== PARTS OF THE EXERCISE ==
1) Return, word for word, everything in the wedding planning comments from "Plan everything how" down to "to like it.".
2) In the wedding planning comments, what would the super easygoing husband have been happy with?

Plan everything how I want it and then tell him to shut it when he complains about something. You don't want to help, you don't get any opinions. lol I deal with the same thing too. I've grown to like it.
I just don't feel that a complete lack of interest is healthy. He may not care about centerpieces and color schemes, but a partner should be your partner in all things. Ask him what parts of the wedding he wants input on and let him know nothing is not an option. Ask him to contribute to those things like looking at venues or listening to a DJ. You may present options to him so he doesn't feel overwhelmed, but he should be able to offer an opinion. You should not have to plan everything alone.
My husband is super easy going & would have been happy with pizza & beer at our house after a courthouse wedding. So it really was way more planned by me. He did go on venue tours & catering tastings, then if I couldn't decide on something - an example is the two blues I was deciding between for bridesmaids dresses - I would show him 2-3 options and see what he likes best rather than asking general questions or not giving him options.
Mine is the same way lol. He says whatever you want is fine! However I still try to involve him, so for instance I looked up venues myself, narrowed down to a few, and then narrowed down to ones I actually wanted to visit. I visited our venue we picked with my mom and then took him back on a different date where we gave the deposit and set the date ☺️. He wanted to upgrade food and flower package so I let him have that one. Now I’m looking for a cake baker and I’m going to do the same, narrow down and then reach out to them and make appointments and we’ll go do tastings and ask any questions we may have. Good luck, trying to get these guys involved can be tricky but eventually he’ll understand he needs to help a bit too. 😊
I picked all of the venues were toured and I selected the photographer, videographer, florist, and DJ by myself. He said just to pick good ones. In order to get his opinion on other stuff I sent him options to choose from. Then he would select what he liked best. For songs, I sent him a list of songs I liked for each thing then he picked the ones he liked. The songs were easy because I love Taylor Swift and I told him every song was going to be a Taylor song if he didn't look at the list I sent him and he didn't want that so he looked at the list 😂
My FH is very analytically minded so I asked him to do the tasks that require excel lol. He handled organizing the guest list, meal choices, tables etc. His other biggest concern was with food so he took the reigns on that as well. He legitimately didnt care about any of the creative details and wanted me to love everything, so I ended up just making decisions and right before pulling the trigger would just asked if he hated it. I think its a matter of involving him with aspects he cares about/feels like he can actually be helpful with.

== ROWS ==
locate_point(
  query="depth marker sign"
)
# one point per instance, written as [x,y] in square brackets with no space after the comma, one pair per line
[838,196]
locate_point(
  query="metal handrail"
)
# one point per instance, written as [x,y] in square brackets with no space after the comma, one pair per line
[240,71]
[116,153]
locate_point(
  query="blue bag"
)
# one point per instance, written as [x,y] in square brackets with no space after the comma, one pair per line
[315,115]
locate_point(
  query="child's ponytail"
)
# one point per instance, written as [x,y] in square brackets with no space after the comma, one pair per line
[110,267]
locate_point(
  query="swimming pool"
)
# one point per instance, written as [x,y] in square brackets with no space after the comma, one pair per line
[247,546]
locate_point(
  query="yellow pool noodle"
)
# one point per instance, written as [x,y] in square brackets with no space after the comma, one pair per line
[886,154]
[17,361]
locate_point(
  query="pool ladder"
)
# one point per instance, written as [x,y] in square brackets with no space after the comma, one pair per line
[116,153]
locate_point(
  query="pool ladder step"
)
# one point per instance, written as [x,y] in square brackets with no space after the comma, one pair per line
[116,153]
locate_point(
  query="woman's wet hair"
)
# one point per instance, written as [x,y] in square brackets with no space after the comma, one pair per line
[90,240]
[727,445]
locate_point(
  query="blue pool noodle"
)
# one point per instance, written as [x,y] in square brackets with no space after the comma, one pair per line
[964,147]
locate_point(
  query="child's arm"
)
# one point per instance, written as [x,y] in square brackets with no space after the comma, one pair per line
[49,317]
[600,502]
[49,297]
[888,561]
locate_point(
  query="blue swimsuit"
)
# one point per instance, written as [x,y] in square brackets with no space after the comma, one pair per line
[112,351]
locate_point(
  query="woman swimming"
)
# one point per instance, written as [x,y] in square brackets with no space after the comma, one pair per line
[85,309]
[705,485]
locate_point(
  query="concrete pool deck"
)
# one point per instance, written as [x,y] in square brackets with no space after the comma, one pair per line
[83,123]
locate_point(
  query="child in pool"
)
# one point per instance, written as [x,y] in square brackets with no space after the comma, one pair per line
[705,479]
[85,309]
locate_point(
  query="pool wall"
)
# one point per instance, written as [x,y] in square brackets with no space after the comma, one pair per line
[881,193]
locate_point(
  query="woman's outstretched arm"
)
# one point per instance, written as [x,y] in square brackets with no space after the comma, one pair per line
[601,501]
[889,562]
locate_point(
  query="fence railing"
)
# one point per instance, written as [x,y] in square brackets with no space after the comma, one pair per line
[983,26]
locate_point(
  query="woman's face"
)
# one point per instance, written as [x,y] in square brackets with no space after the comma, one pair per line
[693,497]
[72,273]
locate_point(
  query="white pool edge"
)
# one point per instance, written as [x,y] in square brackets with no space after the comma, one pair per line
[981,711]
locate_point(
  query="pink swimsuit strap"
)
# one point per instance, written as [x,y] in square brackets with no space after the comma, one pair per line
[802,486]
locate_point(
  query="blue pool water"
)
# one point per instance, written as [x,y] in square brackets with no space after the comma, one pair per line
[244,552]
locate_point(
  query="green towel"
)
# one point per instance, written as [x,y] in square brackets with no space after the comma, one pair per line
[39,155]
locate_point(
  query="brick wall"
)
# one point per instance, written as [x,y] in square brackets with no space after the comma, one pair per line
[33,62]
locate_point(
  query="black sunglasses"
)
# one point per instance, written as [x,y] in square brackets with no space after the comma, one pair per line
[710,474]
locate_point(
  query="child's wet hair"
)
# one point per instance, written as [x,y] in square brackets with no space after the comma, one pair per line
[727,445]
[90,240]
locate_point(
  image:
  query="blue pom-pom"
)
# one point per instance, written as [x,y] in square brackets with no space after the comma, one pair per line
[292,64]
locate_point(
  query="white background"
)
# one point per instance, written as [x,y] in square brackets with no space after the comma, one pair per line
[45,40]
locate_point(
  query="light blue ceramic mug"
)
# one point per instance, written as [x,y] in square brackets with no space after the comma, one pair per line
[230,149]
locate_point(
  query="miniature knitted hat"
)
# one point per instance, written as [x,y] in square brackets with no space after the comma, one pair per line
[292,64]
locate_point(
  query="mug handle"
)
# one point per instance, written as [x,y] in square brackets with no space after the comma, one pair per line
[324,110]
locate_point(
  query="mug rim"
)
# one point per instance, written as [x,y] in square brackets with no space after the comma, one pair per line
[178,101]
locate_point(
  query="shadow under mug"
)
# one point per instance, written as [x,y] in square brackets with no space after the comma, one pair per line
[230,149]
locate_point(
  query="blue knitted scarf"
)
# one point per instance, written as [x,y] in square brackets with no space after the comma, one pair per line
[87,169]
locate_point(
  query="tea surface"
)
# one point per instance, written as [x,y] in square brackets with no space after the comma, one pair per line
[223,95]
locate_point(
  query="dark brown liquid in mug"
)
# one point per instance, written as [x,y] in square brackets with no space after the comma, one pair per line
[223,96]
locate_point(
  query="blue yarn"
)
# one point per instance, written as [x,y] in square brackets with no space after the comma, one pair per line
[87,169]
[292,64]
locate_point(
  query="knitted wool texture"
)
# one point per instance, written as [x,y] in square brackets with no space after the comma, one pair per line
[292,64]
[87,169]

--

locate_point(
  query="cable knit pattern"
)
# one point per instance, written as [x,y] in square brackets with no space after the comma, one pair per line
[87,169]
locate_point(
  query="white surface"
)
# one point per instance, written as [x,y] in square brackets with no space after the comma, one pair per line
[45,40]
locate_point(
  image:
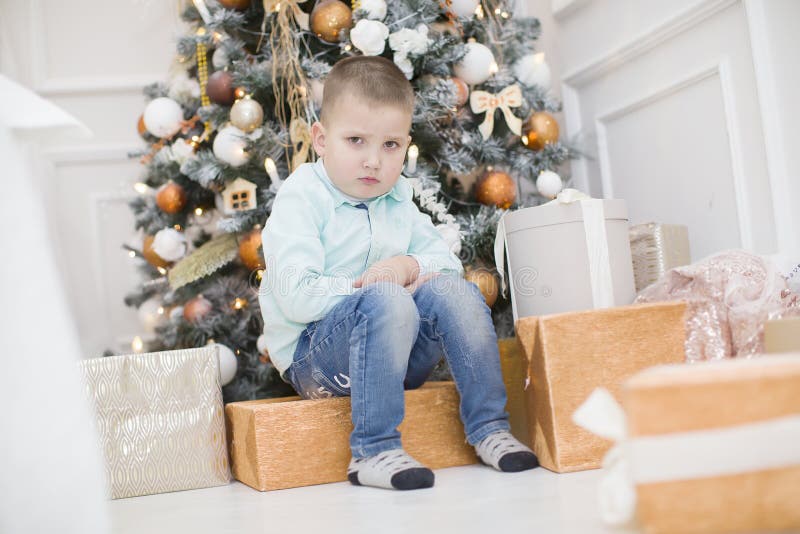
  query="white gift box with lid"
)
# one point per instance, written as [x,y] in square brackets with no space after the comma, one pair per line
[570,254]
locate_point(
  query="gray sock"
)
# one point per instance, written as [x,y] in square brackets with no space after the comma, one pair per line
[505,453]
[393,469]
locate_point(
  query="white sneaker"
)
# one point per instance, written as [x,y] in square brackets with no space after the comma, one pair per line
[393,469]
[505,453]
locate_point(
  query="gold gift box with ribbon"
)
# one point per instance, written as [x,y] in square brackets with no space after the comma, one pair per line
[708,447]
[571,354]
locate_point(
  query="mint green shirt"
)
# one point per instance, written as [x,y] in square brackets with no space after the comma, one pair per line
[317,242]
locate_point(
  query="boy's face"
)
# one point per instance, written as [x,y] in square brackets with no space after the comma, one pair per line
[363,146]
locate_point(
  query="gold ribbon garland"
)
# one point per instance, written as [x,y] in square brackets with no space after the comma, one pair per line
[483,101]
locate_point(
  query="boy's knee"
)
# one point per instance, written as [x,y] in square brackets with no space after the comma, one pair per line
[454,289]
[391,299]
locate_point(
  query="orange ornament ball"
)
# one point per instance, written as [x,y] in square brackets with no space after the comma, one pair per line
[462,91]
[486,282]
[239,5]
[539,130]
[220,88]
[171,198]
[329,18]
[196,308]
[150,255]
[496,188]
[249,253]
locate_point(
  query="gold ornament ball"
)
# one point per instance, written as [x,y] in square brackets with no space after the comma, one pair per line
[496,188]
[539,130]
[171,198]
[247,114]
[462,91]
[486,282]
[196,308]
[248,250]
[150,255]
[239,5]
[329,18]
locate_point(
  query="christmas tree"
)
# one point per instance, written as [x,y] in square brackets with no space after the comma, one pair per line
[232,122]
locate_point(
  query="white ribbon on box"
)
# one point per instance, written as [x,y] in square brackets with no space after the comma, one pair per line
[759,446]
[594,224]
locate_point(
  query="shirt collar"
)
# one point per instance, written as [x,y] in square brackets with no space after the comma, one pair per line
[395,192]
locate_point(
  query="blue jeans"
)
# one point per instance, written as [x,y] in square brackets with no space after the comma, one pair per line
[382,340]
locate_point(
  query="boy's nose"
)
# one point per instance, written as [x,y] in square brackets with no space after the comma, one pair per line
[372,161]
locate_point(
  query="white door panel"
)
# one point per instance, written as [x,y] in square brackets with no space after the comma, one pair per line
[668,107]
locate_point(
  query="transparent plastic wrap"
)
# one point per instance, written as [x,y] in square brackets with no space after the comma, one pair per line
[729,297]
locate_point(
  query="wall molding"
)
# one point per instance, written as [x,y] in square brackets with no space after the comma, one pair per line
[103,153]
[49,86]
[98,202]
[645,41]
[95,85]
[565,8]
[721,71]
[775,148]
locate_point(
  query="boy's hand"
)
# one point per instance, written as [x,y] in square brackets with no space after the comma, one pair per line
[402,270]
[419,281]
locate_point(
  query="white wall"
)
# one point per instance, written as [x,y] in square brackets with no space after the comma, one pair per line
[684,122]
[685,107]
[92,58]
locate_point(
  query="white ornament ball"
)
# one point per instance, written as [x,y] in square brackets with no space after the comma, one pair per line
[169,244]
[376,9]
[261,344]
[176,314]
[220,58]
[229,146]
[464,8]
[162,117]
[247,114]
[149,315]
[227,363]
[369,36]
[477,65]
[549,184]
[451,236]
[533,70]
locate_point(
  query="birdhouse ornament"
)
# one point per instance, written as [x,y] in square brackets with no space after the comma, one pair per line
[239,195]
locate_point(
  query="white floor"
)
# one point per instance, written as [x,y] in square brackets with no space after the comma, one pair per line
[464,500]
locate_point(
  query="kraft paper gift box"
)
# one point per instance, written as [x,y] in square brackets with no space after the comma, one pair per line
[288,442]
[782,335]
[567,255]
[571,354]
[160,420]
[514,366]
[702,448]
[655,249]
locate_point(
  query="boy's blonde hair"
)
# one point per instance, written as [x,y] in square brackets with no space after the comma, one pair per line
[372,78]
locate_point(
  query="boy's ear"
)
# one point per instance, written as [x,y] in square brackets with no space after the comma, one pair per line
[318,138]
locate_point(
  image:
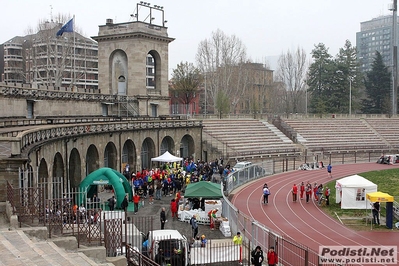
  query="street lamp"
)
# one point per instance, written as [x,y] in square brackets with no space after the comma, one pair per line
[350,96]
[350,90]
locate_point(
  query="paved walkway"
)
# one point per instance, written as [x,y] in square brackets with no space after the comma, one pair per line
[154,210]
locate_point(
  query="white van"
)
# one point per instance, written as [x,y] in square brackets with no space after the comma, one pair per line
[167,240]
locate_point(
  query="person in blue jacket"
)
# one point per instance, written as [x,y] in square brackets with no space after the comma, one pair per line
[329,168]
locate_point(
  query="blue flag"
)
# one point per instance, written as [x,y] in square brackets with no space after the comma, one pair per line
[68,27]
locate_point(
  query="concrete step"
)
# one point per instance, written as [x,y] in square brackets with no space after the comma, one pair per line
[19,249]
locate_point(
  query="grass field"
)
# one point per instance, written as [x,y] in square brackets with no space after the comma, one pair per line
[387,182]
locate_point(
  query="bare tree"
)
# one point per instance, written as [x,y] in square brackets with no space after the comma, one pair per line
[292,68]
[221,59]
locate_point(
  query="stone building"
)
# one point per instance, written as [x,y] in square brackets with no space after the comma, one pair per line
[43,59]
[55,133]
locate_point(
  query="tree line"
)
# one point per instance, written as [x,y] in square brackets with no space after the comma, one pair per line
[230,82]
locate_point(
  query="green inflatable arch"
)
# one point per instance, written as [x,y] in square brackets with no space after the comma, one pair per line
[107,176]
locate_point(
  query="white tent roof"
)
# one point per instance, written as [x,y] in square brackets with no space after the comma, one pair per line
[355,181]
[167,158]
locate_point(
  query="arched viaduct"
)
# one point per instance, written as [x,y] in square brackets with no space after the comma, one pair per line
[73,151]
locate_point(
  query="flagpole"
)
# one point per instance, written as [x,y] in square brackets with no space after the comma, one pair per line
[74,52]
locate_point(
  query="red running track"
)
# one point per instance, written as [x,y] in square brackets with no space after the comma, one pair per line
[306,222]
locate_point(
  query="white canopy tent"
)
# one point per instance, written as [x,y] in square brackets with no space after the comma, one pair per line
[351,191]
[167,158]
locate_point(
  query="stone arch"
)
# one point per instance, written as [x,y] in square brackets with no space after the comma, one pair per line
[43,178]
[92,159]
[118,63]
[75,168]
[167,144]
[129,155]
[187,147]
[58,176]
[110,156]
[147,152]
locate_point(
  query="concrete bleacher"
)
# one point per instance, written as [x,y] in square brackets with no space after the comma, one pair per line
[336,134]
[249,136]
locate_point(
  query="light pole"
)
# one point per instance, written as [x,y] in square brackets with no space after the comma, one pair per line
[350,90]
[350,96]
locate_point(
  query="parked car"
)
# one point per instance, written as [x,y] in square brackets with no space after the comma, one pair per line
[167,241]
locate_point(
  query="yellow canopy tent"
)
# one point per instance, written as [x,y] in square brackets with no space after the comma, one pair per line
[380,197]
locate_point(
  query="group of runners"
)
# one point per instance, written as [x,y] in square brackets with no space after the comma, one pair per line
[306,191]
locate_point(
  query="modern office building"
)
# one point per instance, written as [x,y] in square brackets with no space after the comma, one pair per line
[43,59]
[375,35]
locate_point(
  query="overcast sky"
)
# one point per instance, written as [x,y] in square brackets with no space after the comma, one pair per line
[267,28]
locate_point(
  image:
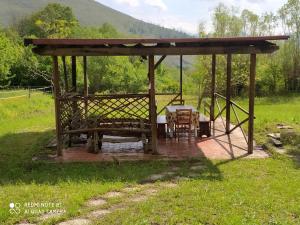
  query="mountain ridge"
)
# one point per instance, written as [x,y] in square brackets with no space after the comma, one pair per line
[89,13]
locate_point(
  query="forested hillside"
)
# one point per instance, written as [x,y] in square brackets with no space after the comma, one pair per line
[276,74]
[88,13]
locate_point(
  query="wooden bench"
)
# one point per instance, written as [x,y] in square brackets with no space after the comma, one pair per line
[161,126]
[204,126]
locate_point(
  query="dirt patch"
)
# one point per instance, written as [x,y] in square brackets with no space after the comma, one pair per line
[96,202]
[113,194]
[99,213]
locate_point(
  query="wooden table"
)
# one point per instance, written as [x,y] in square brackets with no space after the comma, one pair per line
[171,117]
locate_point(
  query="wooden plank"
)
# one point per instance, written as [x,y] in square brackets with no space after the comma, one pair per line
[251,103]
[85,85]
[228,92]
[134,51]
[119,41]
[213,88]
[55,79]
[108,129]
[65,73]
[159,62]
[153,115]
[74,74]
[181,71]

...

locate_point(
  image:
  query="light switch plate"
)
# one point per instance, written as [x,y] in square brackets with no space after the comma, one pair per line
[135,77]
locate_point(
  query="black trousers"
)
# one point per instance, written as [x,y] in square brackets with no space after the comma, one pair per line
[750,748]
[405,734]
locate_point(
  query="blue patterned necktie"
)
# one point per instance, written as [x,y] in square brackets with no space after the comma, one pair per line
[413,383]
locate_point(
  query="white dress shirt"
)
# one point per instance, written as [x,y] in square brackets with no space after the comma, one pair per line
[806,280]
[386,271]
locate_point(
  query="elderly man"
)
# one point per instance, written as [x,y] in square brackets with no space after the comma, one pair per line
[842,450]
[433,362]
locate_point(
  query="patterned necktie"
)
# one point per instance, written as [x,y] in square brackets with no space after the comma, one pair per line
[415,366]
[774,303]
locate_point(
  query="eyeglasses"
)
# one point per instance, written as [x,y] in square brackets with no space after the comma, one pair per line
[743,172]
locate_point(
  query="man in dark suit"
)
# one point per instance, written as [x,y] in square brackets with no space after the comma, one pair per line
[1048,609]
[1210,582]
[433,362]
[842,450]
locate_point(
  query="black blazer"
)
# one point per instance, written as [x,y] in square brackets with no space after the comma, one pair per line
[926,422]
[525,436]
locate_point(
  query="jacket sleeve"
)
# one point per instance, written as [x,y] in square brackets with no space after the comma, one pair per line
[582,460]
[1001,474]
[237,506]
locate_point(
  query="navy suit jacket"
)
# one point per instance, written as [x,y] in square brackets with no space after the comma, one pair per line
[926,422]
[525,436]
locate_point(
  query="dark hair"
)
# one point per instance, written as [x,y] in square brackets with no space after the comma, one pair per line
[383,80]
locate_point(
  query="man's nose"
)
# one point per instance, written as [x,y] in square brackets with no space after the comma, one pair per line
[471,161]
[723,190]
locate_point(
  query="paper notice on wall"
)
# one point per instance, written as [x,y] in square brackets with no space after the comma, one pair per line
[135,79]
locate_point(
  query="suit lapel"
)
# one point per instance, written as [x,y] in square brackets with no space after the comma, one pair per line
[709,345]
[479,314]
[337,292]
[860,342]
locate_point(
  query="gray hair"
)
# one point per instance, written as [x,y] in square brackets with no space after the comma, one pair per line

== TASK SOLUTIONS ==
1)
Plan everything how I want it and then tell him to shut it when he complains about something. You don't want to help, you don't get any opinions. lol I deal with the same thing too. I've grown to like it.

2) Pizza and beer at their house after a courthouse wedding.